== INPUT MATERIAL

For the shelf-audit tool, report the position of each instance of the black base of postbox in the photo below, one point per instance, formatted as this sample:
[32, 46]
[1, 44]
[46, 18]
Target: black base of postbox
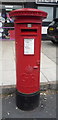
[27, 101]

====

* THE REQUEST: Can you recast the material above as a numbered list with one line per entry, skipping blank lines and leaving out the picture?

* RESPONSE TO THIS TASK:
1. For the shelf-audit tool, report the position of each instance of the black base of postbox in the photo below, one point per instance, formatted as this sample:
2. [32, 46]
3. [1, 44]
4. [46, 18]
5. Target: black base of postbox
6. [27, 101]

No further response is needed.